About this task -> Select all lines holding the word "sign" from the entries that follow.

Provided data ->
*-*-*

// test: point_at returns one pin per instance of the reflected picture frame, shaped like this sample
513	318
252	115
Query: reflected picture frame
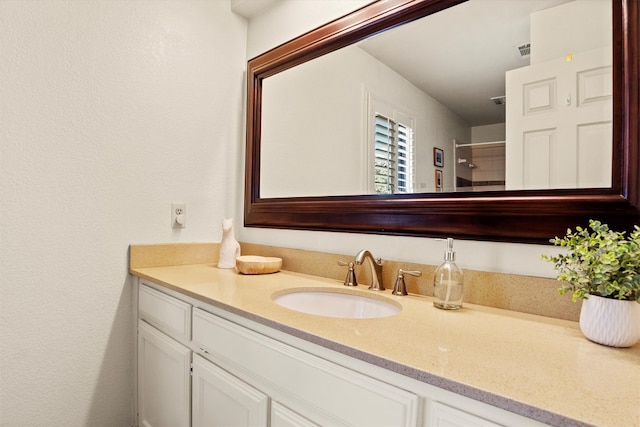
438	157
438	179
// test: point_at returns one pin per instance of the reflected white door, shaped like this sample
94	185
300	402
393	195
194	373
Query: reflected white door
559	132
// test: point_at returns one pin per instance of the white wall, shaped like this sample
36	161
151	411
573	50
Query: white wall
289	18
110	111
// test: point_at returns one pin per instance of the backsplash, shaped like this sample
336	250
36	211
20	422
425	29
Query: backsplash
526	294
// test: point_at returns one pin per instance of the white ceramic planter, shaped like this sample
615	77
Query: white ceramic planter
610	321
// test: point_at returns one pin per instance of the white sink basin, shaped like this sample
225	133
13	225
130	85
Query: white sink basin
333	302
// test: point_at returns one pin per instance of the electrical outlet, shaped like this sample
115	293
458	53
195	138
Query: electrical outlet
178	215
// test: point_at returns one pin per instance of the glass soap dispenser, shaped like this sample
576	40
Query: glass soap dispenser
447	282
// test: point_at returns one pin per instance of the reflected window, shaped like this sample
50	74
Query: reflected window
393	156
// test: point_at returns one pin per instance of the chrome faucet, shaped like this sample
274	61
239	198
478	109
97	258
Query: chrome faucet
376	268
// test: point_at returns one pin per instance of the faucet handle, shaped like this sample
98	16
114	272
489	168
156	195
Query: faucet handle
400	288
350	280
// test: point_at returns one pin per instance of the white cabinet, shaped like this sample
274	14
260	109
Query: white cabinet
222	400
446	416
315	388
281	416
163	379
204	366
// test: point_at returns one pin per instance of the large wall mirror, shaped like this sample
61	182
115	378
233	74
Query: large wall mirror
483	119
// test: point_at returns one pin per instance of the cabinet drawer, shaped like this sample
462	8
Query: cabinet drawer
447	416
165	312
322	391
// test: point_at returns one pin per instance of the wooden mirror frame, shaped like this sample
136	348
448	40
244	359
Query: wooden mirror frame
531	216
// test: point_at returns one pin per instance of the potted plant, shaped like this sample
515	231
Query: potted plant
602	268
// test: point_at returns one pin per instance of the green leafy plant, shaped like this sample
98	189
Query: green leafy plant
600	262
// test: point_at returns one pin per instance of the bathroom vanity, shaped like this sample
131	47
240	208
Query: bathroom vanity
215	349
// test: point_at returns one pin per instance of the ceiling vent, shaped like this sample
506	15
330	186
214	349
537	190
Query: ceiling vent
499	100
524	50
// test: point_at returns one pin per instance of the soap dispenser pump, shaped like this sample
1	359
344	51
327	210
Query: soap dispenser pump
448	282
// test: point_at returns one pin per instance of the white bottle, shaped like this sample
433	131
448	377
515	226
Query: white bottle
448	282
229	246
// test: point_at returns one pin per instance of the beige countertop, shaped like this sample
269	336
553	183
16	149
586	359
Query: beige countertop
539	367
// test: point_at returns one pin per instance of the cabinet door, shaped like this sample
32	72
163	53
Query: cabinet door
164	367
220	399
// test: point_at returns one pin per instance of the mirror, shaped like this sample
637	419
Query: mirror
497	215
450	95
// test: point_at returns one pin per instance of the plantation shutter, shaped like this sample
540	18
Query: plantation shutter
384	155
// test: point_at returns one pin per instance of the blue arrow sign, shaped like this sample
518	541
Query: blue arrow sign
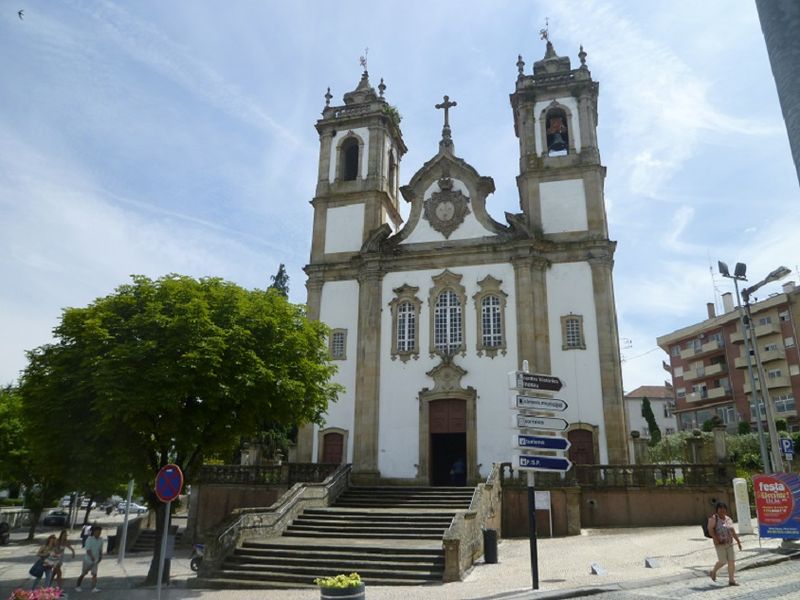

*-*-*

Solution for this problem ->
// test: point_at returns one pin per instance of the blue arrow sign, shaped like this sample
Query: blue arrow sign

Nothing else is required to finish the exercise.